* START INPUT DATA *

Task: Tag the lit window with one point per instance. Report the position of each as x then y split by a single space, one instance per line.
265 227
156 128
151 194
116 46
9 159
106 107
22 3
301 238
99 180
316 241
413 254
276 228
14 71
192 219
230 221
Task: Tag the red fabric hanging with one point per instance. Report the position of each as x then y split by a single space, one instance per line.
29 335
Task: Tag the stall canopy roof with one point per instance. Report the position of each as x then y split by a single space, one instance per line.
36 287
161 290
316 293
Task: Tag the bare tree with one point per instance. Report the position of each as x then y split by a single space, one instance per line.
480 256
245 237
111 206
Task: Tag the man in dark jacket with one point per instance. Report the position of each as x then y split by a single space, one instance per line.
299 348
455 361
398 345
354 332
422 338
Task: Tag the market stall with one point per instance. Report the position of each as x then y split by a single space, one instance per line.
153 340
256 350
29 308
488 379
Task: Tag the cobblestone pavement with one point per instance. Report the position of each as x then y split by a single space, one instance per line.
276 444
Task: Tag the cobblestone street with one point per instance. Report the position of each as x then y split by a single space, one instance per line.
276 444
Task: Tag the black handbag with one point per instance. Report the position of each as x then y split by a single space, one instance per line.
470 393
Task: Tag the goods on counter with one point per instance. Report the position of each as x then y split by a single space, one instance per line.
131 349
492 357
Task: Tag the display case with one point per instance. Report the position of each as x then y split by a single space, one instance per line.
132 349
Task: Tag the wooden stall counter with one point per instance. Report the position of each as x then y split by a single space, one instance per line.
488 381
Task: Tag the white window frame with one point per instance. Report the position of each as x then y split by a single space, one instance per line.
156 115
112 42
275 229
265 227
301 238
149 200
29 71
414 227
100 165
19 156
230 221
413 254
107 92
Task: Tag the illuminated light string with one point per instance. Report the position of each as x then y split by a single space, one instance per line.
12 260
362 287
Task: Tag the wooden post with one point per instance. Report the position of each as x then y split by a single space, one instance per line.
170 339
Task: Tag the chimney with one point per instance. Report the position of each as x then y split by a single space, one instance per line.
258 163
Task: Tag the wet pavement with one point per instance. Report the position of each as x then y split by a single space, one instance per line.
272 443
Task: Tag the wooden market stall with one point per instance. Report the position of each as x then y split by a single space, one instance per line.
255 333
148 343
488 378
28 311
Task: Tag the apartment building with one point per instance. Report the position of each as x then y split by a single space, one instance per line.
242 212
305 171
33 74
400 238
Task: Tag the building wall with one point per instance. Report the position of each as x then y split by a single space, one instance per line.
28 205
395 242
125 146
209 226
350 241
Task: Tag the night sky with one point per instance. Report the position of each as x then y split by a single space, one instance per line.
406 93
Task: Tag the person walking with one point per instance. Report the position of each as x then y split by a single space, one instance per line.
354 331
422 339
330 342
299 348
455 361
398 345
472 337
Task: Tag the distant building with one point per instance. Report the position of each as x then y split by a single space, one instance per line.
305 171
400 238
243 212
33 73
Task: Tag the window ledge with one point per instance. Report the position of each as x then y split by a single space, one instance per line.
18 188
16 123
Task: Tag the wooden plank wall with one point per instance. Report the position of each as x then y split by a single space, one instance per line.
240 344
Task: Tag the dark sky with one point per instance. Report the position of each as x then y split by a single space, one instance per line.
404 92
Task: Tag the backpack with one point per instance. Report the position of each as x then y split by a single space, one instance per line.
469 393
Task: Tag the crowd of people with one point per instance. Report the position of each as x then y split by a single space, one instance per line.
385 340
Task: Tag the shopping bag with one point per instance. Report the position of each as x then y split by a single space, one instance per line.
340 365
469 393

* END INPUT DATA *
* START INPUT DATA *

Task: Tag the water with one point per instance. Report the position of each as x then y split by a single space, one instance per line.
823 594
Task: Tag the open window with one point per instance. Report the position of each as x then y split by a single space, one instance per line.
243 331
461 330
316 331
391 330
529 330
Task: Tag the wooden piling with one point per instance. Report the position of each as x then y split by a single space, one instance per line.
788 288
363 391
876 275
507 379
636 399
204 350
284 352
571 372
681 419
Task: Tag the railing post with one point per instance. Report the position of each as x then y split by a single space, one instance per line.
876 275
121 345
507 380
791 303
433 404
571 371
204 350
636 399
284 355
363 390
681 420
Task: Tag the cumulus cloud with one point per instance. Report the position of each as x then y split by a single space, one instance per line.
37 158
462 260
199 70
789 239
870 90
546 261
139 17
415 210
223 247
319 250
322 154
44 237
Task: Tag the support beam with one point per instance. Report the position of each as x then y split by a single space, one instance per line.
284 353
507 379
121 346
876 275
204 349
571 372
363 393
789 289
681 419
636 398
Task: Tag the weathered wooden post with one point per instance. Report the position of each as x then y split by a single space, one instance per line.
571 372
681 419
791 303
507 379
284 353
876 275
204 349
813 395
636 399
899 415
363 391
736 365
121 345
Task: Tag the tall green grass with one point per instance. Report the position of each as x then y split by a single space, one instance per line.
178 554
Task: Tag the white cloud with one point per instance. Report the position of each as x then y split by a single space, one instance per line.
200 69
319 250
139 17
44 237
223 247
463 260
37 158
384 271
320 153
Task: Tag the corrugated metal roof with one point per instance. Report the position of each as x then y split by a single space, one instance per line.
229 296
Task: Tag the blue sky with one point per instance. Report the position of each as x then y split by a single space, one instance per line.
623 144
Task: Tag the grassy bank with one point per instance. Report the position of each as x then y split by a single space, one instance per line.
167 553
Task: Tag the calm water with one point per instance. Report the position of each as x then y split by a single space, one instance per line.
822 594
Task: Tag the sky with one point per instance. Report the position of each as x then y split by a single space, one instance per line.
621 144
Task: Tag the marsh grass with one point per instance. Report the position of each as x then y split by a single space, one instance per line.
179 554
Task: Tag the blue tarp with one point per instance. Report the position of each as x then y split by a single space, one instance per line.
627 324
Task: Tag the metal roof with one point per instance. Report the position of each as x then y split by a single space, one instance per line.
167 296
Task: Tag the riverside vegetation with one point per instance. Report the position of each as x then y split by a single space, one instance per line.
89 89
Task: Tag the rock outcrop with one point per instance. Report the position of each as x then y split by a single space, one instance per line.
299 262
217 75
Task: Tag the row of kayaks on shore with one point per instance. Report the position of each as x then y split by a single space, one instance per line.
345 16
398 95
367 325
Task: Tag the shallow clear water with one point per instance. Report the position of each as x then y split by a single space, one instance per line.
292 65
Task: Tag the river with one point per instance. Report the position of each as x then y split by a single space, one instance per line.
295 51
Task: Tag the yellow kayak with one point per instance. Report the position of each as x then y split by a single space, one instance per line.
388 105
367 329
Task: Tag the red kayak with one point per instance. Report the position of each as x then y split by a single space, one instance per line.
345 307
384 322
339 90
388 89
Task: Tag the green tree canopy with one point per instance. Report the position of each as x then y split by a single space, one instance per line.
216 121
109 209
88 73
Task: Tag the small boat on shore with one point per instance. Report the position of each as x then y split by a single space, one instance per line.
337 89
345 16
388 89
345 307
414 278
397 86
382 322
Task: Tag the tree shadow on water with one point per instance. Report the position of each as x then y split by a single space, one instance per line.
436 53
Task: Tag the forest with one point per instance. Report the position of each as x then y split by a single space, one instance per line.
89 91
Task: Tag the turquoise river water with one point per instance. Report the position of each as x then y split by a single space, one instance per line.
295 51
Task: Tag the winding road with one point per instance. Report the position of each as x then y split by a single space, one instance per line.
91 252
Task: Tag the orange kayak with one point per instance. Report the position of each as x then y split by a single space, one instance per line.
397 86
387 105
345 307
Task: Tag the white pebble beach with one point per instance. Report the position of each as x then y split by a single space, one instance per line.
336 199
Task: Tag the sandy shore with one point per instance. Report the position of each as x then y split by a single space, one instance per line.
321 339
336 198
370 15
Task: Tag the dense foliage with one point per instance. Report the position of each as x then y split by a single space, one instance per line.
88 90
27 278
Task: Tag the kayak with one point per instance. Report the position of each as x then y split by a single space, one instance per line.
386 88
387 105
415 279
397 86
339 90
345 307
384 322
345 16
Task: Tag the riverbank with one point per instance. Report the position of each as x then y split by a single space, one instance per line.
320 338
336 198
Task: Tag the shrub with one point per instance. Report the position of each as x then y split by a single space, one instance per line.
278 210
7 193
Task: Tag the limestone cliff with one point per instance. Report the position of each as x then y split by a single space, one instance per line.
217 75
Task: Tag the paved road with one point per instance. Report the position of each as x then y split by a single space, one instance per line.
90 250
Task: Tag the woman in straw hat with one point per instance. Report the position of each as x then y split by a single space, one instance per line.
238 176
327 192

* END INPUT DATA *

▸ **WHAT IS NEEDED**
Show every line of the items above that contains the word "metal".

▸ **REPLY TO THE EXERCISE**
Task: Tag the corrugated metal roof with one point per instance. Report the position of each as x then y split by a single space, one instance per line.
Task: Tag the metal roof with one point per instance. Report the position of each as x then y split by a single space, one instance per line.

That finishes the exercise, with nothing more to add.